■ **Verilen Alıntı**
..........
Demir atamıyorum yalnızlıktan başka bir limana, boğuştuğum sadece yalnızlık, beni hiç bırakmayan tek şey belki de! Belki de tek sadık dostum yalnızlıktır, herkes gitse de o hiç bırakmıyor beni, yanımda kalıyor, ben ve o yaşıyoruz işte... Nasıl demiş şair “yalnızlık paylaşılmaz paylaşılsa yalnızlık olmaz” , hala yok içimdeki yalnızlığı paylaşacağım birileri, yalnızım demek ki… İçindeki sessiz çığlık, kimseye duyuramadığın ses, içindeki nedensiz boşluk, paylaşamadığın tek şeydir yalnızlık…
Yazılarım dokunursa yüreğinize, bizim için ağlar mısınız?
Sigaramın dumanının arkasından gecenin karanlığına dalıyorum, karanlık beni bir eski yaşanmış zamana götürüyor. Masal denizi, deniz kenarındaydı ev, evin bahçesini denizden ayıran ön bahçe duvarını yalardı dalgalar, en çok sevdiğim şeydi balkonumuzdan denizi seyretmek, uzaktan geçen gemileri izlemek, sessizce.
..........
■ **Uygulama Görevi A**
Kayıtlarda “curved” dizgesini içeren satırların sayısını belirtiniz ve yalnızca bu sayıyı yazınız.
■ **Uygulama Görevi B**
Yalnızlığı ve denize bakan eski evin anısını anlatan metni, son cümlesinden sonra devam ettiriniz.
Metin ile kayıtlar birbirinden bağımsız iki ayrı malzemedir.
..........
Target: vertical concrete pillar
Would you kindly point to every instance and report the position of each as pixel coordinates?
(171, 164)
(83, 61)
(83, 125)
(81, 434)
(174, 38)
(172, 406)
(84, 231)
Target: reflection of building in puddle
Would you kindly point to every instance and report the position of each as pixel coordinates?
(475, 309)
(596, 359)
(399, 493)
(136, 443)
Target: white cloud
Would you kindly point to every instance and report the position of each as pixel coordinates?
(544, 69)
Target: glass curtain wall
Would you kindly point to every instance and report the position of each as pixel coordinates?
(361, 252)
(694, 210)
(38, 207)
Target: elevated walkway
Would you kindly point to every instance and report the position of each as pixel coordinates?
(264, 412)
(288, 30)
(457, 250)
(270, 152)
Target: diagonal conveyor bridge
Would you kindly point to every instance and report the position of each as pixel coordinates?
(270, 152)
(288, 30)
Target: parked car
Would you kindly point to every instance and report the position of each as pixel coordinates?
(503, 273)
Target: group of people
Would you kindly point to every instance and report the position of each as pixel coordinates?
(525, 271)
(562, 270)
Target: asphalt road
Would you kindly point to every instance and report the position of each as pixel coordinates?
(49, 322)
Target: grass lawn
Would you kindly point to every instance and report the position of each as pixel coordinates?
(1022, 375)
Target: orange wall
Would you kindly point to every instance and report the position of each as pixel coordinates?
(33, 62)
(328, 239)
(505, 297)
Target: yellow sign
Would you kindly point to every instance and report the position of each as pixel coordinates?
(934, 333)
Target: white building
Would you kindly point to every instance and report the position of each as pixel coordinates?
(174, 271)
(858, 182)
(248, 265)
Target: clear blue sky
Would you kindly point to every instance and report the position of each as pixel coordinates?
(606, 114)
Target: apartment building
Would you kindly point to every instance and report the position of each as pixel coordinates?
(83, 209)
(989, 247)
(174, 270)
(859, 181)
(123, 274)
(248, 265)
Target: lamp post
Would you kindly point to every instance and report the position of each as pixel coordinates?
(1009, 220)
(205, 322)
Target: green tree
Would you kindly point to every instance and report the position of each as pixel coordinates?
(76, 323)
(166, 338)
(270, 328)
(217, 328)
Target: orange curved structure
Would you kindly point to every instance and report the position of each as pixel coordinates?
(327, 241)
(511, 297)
..........
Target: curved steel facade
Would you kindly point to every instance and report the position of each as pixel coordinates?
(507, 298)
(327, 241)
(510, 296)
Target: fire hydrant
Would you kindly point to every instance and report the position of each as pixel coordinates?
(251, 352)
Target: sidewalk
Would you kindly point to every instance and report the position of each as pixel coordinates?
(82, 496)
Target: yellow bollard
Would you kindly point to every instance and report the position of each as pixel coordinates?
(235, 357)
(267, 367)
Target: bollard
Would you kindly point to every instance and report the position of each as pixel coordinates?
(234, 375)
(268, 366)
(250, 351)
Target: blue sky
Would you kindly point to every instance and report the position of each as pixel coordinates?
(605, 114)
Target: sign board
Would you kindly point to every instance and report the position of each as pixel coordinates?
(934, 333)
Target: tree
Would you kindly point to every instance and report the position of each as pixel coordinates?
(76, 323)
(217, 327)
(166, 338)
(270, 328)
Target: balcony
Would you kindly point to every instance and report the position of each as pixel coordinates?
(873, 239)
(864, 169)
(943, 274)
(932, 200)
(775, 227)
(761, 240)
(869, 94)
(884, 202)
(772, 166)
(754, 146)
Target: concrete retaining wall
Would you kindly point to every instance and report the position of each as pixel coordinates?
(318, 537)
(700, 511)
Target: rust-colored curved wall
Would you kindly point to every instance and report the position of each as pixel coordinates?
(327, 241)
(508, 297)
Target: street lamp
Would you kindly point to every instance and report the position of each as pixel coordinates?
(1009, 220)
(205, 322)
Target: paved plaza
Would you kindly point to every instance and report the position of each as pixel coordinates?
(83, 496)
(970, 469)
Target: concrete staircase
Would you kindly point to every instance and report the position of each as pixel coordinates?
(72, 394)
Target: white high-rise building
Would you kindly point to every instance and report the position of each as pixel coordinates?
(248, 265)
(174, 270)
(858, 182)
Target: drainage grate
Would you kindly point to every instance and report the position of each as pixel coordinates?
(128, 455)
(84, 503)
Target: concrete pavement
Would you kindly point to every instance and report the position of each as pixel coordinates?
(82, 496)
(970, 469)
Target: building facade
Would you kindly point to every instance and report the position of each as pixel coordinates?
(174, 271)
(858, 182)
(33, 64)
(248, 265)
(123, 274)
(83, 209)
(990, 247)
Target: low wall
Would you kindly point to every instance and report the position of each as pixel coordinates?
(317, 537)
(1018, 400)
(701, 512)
..........
■ **Doğru Cevap A**
3

■ **Doğru Cevap B**
“Bilinmez ki giden sevgililer dönmeyecekler.” Ah Beyatlı, en çok ben bilirim ben "giden sevgilinin dönmeyeceğini." Diyorum ki; gitmeleri o kadar önemli değil de, gittikleri yer bizden gidişlerine deyse bari…
Karşılıklı oturuyor, karşılıklı susuyoruz. Her şey sus pus, deniz bize çok yakın. Yazdıklarını kitap yapsana diyor, kimse okumaz ki diyorum, ben okurum diyor! Derin bir nefes alıyorum ve anılarda kayboluyorum, bu kaçıncı kayboluşum, unutuyorum. Evin önünden gelip geçenleri izliyorum anılarda, bahçe duvarımın üzerinden geçiyorlar, gelip geçenler de bizsizlikteki gibi. Biz de birbirimizden gelip geçenler olduk. Acaba duruyor mu o iskele biz durmazken üstünde? En çok balkonunda oturmayı sevdiğimiz o evde kimler oturmakta acaba şimdi?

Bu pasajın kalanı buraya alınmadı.